WHAT IS ASKED: Reproduce only the records from the line containing "Every instance of the man's gray hair gets" through the line containing "189 18 L 186", requests included. Scale every coordinate in the answers by 0.75 and round to whole numbers, with halves rounding up, but leave the numbers in the requests and their format samples unchanged.

--- Start DATASET EXTRACT ---

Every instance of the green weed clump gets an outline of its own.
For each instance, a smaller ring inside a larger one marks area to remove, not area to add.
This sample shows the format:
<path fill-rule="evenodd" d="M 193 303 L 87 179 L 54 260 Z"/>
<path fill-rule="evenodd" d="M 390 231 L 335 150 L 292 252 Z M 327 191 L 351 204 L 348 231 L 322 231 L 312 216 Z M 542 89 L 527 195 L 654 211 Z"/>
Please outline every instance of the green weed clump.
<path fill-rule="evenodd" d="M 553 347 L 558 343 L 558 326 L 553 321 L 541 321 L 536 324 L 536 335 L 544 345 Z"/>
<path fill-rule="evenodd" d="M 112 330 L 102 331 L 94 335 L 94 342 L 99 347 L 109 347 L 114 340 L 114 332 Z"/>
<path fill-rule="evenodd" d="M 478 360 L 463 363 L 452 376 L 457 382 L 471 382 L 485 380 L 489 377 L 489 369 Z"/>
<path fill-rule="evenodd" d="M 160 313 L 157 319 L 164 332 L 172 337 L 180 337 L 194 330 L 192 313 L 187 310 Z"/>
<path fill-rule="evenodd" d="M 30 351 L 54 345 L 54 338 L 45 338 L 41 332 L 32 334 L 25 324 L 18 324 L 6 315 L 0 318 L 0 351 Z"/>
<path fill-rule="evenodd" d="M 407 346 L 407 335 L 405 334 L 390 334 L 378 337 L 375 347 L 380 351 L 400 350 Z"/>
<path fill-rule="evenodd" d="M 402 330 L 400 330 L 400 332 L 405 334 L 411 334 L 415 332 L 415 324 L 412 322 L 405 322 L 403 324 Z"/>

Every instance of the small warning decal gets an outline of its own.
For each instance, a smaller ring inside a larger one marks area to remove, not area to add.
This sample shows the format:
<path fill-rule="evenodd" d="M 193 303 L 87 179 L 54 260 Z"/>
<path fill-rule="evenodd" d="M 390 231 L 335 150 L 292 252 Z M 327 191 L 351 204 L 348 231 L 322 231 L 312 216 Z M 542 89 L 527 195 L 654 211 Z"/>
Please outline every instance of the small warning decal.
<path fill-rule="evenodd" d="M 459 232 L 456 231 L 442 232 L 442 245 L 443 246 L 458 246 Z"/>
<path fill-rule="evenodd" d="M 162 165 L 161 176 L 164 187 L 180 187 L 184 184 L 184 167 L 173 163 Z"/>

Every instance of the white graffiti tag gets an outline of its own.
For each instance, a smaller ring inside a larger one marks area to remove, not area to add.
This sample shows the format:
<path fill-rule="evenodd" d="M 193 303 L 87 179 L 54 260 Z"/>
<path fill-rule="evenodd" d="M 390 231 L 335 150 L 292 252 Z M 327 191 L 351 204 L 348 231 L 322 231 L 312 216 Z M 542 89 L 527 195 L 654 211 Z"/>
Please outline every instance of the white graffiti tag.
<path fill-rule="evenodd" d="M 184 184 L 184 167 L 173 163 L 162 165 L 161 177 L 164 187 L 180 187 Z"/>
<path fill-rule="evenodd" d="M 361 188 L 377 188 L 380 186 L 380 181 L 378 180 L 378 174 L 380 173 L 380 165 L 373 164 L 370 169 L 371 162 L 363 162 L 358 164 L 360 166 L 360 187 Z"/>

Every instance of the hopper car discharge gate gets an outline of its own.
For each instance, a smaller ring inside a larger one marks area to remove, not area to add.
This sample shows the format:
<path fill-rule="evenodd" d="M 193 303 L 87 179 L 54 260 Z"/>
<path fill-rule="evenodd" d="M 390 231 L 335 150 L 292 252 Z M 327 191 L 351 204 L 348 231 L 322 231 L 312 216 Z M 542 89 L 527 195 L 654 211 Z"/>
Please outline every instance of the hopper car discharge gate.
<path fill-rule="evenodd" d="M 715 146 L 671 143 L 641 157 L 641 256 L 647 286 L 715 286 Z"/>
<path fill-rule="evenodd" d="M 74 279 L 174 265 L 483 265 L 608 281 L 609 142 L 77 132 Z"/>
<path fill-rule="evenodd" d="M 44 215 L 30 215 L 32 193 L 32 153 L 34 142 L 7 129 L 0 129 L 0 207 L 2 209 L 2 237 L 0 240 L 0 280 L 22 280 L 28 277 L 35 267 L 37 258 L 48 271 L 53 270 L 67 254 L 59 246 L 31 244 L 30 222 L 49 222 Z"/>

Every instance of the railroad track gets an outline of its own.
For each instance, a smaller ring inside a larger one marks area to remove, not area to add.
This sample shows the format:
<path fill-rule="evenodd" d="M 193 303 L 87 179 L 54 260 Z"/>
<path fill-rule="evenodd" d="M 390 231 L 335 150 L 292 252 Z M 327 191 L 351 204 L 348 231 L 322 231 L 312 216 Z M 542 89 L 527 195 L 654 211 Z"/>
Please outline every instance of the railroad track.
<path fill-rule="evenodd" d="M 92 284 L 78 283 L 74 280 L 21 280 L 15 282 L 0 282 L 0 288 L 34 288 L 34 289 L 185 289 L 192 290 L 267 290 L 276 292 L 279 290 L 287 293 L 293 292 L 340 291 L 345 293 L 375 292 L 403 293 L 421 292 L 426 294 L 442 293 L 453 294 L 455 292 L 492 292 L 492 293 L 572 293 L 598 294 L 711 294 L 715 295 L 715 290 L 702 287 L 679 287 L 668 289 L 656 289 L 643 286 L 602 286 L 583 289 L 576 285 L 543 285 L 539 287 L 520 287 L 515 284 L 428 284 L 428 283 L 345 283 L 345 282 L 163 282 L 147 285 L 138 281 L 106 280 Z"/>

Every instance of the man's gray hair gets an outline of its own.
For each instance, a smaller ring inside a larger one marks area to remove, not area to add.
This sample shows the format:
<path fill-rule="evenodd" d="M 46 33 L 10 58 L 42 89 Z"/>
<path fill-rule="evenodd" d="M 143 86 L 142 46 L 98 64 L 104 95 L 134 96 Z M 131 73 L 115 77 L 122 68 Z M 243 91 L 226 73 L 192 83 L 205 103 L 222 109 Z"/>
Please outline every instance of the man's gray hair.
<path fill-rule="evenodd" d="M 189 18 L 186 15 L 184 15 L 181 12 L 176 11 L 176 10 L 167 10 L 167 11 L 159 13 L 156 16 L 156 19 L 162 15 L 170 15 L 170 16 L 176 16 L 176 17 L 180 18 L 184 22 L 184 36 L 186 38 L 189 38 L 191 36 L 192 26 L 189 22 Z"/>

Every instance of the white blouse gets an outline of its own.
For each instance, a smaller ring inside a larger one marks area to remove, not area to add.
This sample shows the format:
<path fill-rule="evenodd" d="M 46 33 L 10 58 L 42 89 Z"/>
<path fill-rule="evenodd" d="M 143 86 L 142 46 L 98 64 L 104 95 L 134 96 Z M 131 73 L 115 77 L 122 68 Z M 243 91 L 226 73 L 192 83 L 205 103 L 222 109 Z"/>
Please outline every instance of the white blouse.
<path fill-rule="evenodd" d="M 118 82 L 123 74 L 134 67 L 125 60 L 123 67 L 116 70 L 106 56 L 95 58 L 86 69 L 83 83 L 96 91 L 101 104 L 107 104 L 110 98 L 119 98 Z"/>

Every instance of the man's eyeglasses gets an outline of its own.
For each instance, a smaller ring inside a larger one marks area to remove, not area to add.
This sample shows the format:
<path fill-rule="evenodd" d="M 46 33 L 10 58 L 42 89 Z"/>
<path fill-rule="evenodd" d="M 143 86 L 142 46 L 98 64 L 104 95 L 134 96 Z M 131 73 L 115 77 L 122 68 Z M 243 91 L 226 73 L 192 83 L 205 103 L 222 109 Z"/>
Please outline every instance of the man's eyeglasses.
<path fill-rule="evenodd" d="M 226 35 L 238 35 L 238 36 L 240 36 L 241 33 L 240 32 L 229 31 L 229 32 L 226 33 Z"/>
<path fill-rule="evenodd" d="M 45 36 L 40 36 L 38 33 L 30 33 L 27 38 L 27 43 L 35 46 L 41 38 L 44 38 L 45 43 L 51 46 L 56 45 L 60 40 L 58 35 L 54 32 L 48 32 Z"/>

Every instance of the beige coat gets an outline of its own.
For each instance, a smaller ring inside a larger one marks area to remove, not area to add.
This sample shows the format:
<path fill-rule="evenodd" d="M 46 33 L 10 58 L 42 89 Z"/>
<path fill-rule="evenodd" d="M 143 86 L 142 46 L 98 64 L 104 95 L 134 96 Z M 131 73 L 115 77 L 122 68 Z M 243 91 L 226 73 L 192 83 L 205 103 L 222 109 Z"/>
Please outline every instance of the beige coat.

--- End DATASET EXTRACT ---

FINAL RESULT:
Every instance of the man's gray hair gets an outline of its own.
For each instance, a smaller ring inside a larger one marks area to remove, not area to add.
This sample shows the format:
<path fill-rule="evenodd" d="M 46 33 L 10 58 L 42 89 Z"/>
<path fill-rule="evenodd" d="M 143 86 L 142 46 L 98 64 L 104 95 L 134 96 Z M 131 73 L 115 77 L 122 68 Z M 243 91 L 226 73 L 192 83 L 205 103 L 222 109 Z"/>
Please outline every instance of the man's gray hair.
<path fill-rule="evenodd" d="M 142 14 L 140 11 L 138 11 L 136 9 L 132 8 L 132 8 L 125 8 L 125 8 L 119 10 L 117 12 L 117 14 L 122 11 L 128 11 L 128 12 L 132 12 L 132 13 L 135 14 L 138 17 L 138 27 L 140 29 L 142 29 L 143 27 L 144 20 L 142 17 Z"/>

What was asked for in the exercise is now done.